* [GIVEN TEXT]:
>> BEGIN

Mr Kaine: That is what the Chief Minister says is a good deal.

MR HUMPHRIES: That is what the Chief Minister said was a good deal. She has not repeated that claim today, but she also has not refuted it. She also has not withdrawn it. Mr Berry, on the other hand, rose and said that he actually still believes that the whole thing was a good deal. What the Pearce inquiry says, as I read it, is that Mr Berry said things about the deal, in this place and elsewhere, which turned out to be untrue, but he was not responsible for that because he did not know that they were untrue at the time. He was misled by other people about the facts, and that is his excuse for not being personally responsible for the fiasco which the VITAB deal has now become.

The fact is that what he said, both in this place and outside this place, was untrue. Point after point was untrue. Let me run through some of the things. We have this extraordinary statement in the Chief Minister's tabling statement today:

... none of the wild allegations by the Liberal Party about the VITAB issue has been proved correct.

Let me quote some of the things that have been said by Professor Pearce. One point we made in the course of the submission in this place was that the contract, as signed, did not give the ACT Government an adequate percentage of gross turnover. Professor Pearce said:

If the ordinary rules of TAB operations applied, this was all correct. However, they did not and on this basis the price could be seen as too low.

>> END

Dataset records about object locations
>> BEGIN

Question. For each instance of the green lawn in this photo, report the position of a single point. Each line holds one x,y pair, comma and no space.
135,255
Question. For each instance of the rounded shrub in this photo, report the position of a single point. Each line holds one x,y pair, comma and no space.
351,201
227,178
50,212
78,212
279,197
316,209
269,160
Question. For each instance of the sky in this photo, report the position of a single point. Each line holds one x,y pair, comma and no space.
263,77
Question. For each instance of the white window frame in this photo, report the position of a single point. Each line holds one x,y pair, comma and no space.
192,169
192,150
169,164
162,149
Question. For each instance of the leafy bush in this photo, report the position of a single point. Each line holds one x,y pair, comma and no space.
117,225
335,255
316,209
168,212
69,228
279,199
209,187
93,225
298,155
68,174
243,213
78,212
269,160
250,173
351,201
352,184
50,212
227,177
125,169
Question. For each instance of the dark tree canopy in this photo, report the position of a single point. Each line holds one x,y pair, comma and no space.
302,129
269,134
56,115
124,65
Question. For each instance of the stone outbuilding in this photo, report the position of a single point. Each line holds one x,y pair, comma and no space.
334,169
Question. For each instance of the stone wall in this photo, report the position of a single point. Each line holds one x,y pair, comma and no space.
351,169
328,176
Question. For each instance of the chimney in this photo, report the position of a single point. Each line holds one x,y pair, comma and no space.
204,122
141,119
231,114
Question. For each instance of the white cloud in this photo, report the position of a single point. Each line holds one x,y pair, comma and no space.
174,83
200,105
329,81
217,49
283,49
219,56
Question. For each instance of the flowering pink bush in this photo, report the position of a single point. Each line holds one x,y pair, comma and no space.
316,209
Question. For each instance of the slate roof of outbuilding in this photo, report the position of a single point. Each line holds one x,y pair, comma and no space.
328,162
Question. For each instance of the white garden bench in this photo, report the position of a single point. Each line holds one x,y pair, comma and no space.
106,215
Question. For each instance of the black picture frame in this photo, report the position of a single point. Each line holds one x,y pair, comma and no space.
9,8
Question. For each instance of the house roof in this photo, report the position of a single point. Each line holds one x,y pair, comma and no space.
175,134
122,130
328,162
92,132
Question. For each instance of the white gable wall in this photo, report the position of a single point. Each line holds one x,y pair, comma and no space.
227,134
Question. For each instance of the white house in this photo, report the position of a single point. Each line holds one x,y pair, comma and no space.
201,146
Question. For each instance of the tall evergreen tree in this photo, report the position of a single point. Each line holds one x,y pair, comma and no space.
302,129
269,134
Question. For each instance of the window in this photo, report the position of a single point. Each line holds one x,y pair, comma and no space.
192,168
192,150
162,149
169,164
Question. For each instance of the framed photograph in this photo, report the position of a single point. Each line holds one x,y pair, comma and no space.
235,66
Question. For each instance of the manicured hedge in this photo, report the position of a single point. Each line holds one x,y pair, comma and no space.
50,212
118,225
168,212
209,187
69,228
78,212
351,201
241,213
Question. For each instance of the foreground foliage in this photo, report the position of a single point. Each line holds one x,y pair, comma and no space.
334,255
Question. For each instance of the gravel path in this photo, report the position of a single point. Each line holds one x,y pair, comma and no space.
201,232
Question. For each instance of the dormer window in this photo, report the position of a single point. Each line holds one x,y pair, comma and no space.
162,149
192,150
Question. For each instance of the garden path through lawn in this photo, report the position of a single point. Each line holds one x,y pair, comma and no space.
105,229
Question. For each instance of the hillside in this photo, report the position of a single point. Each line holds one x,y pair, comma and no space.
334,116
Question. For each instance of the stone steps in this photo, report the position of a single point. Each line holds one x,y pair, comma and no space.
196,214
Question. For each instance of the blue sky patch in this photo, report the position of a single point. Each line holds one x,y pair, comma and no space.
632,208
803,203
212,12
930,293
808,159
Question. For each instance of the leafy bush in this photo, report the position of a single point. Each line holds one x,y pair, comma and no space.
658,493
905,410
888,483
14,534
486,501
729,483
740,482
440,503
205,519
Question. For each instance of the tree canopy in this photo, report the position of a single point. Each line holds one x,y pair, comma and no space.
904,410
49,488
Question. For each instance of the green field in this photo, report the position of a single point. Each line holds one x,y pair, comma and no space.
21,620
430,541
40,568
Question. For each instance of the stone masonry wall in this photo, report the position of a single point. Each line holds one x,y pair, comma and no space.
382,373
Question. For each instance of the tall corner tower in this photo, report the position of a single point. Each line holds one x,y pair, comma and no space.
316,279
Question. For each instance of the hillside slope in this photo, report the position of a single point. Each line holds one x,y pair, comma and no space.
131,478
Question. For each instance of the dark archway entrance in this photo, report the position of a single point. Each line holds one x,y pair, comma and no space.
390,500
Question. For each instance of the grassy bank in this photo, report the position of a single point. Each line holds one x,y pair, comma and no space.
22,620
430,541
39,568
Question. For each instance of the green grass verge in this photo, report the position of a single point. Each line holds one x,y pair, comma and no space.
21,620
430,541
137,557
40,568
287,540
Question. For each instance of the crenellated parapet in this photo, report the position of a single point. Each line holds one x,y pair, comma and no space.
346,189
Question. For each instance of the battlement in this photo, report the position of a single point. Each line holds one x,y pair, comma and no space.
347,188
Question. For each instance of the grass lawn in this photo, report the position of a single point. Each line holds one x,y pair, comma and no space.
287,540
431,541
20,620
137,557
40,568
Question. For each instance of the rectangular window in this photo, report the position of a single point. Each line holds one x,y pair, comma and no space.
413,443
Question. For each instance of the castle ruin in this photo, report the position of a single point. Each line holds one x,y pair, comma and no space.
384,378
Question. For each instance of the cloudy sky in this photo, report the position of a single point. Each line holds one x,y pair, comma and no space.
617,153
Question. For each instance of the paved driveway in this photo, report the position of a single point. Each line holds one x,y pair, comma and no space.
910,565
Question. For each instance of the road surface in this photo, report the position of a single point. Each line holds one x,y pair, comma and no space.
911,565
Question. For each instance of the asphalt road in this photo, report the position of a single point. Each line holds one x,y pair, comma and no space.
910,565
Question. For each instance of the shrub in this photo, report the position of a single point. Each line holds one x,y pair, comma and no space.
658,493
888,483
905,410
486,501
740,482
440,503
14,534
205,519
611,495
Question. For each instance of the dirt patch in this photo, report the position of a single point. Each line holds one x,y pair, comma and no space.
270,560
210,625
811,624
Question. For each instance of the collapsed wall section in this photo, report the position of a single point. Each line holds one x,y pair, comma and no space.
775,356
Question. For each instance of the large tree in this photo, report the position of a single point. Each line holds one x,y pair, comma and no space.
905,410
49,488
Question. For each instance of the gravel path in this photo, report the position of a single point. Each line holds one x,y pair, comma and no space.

>> END

* [TASK LIST]:
1. Extract every line of the entries that contains the string "hillside", treating uppercase and lowercase letters as different.
2. Write the next part of the parliamentary debate excerpt on the VITAB deal, picking up right after its final sentence.

* [ANSWERS BY TASK]:
1.
Question. For each instance of the hillside in this photo, report the position of a single point. Each line holds one x,y pair, comma and no space.
Question. For each instance of the hillside slope in this photo, report the position of a single point. Each line holds one x,y pair, comma and no space.

2.
Point No. 2 is that the agreement returned such a large profit to the principals of VITAB, we, the Liberals, contended, that it provided them with a significant opportunity to attract punters from other TABs. What did Professor Pearce say? He said this:

The profit margin at which VITAB is running undoubtedly enables it to offer greater incentives to punters than ACTTAB is able to give. Once the step is taken of associating TAB facilities in Australia with a private TAB operation with a profit margin similar to VITAB, the opportunity for poaching through the offering of inducements significantly increases.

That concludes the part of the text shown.